I metalmeccanici sono persone bene educate. Forse troppo. Dopo 9 mesi senza rinnovo del contratto, con i profitti che crescono e i salari che calano, scioperano oggi in tutta Italia, nell’assordante silenzio della grande stampa d’informazione, del resto in gran parte a proprietà industriale, e – cosa ancor più grave – della politica.
Se si grida allo scandalo per come la televisione tratta il confronto politico, che si dovrebbe dire allora del totale silenzio sullo sciopero di due milioni di persone? Su questo non ci risultano proteste dei leader degli schieramenti. Eppure niente tocca più direttamente la politica, come lo sciopero della principale categoria industriale.

Prima di tutto per una questione di giustizia, parola questa usata oggi così a sproposito.

Nei manifesti dei sindacati metalmeccanici di Torino fa bella mostra di sé la busta paga di un’operaia metalmeccanica di III livello. Sono poco più di 950 euro netti al mese. Si lavora a turni, alla catena di montaggio, con ritmi sempre più stressati. Poi si va a casa, si deve pensare alla famiglia, ai figli, alla fine del mese, che con quella paga arriva il 15. Si potrebbero fare delle belle riflessioni su cosa sono oggi “di fatto” le famiglie operaie, quanto sia diventata difficile la loro vita quotidiana.

Il sindacato rivendica un aumento di 130 euro, 115 per il III livello, e per lavoratori che hanno queste paghe, tali richieste sono considerate incompatibili. Gli industriali hanno risposto con 60 euro non trattabili.

Il solo fatto che si debba scioperare per ottenere cifre di questo genere, al lordo delle tasse e dei contributi, nell’Italia delle plusvalenze, dei super stipendi dei manager, dei superprofitti, delle ricchezze sfacciate ed esenti dal fisco, solo questo dovrebbe suscitare un moto generale di condanna. E invece no. Il sottosegretario al lavoro, che vive con l’incubo della Fiom come il suo presidente con quello della magistratura, insulta i sindacati e i lavoratori. L’esponente del governo sostiene che il contratto non si fa per colpa dei sindacati, Fiom in testa, perché non accettano di far lavorare di più i lavoratori.

* **Dati di partenza**:
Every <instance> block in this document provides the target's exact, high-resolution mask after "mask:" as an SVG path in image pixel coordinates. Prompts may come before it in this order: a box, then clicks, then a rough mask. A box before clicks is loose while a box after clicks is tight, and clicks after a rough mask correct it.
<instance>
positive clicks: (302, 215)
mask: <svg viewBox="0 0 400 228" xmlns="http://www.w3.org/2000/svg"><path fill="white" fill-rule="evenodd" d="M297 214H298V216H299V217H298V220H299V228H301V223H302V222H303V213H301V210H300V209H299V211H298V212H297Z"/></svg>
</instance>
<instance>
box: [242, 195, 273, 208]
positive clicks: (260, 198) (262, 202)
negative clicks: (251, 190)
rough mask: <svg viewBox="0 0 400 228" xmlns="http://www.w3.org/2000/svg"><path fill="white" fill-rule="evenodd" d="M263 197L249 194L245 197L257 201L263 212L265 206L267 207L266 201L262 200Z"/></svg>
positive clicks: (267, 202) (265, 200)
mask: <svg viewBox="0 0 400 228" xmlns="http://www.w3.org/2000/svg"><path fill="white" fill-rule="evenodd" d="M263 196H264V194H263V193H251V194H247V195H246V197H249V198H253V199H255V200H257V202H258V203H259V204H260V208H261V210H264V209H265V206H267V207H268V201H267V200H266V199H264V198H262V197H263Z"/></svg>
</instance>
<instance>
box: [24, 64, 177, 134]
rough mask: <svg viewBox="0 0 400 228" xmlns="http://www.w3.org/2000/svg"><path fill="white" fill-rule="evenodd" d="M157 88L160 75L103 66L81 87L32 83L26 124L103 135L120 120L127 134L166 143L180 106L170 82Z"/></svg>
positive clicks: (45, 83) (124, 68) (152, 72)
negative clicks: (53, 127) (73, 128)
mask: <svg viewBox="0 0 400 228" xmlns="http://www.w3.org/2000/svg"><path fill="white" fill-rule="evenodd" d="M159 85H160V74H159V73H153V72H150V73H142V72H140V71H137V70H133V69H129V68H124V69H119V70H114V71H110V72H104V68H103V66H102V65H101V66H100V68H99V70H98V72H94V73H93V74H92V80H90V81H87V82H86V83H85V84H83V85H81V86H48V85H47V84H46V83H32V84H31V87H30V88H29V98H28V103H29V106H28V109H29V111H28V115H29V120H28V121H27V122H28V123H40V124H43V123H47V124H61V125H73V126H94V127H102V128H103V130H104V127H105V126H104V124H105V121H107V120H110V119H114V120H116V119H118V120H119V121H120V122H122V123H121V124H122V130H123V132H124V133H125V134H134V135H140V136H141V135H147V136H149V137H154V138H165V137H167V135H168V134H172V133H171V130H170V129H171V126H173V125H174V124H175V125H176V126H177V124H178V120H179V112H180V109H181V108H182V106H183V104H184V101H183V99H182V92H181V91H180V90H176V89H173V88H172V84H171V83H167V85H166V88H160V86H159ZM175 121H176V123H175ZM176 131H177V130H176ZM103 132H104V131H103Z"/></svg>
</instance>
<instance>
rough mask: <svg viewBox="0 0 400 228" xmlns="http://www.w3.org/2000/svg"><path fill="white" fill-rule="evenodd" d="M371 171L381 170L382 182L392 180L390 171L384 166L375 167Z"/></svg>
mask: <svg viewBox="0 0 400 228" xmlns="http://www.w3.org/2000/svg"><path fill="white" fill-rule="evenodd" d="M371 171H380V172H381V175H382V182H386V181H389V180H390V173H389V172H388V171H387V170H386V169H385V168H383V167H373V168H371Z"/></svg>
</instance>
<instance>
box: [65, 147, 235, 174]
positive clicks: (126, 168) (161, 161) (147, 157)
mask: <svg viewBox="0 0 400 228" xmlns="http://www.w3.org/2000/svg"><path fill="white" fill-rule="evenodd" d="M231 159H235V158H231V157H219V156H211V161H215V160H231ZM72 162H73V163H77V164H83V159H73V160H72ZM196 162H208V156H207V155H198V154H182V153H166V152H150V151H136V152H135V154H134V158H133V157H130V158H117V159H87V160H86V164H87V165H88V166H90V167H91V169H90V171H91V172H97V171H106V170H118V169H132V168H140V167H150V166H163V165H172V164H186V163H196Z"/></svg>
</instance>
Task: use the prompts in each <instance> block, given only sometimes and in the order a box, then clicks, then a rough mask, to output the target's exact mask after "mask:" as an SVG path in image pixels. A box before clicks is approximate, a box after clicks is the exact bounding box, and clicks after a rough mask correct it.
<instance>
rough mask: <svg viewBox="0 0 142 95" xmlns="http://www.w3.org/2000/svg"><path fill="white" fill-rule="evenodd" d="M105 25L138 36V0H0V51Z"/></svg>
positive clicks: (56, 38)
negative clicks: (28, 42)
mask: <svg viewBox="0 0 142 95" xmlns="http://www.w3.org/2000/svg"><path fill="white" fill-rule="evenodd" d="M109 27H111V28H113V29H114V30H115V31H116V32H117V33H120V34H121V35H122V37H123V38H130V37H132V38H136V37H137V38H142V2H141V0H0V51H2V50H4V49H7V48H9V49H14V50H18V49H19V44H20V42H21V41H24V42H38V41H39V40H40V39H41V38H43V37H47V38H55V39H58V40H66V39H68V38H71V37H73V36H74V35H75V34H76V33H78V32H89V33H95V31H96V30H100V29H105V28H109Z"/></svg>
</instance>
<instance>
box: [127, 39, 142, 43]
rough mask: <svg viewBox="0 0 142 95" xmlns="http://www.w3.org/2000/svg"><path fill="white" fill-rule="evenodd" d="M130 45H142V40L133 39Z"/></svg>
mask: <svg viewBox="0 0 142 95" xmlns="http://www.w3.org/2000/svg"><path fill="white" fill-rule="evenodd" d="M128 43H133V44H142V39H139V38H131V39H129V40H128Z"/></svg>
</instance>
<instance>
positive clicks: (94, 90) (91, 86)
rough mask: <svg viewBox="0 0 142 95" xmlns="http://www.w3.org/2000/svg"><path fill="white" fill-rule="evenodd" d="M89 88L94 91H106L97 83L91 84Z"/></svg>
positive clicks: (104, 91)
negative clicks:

* **Istruzioni del compito**: Riassumi in due frasi il testo in esame. Le righe non hanno alcun legame con il testo in esame.

* **Esito del compito**: Dopo nove mesi senza rinnovo del contratto, con i profitti che crescono e i salari che calano, i metalmeccanici scioperano in tutta Italia nel silenzio della grande stampa e della politica. Il sindacato chiede un aumento di 130 euro (115 per il III livello) per lavoratori che guadagnano, come un'operaia di III livello, poco più di 950 euro netti al mese, ma gli industriali offrono 60 euro non trattabili e il sottosegretario al lavoro sostiene che il contratto non si fa per colpa dei sindacati, Fiom in testa.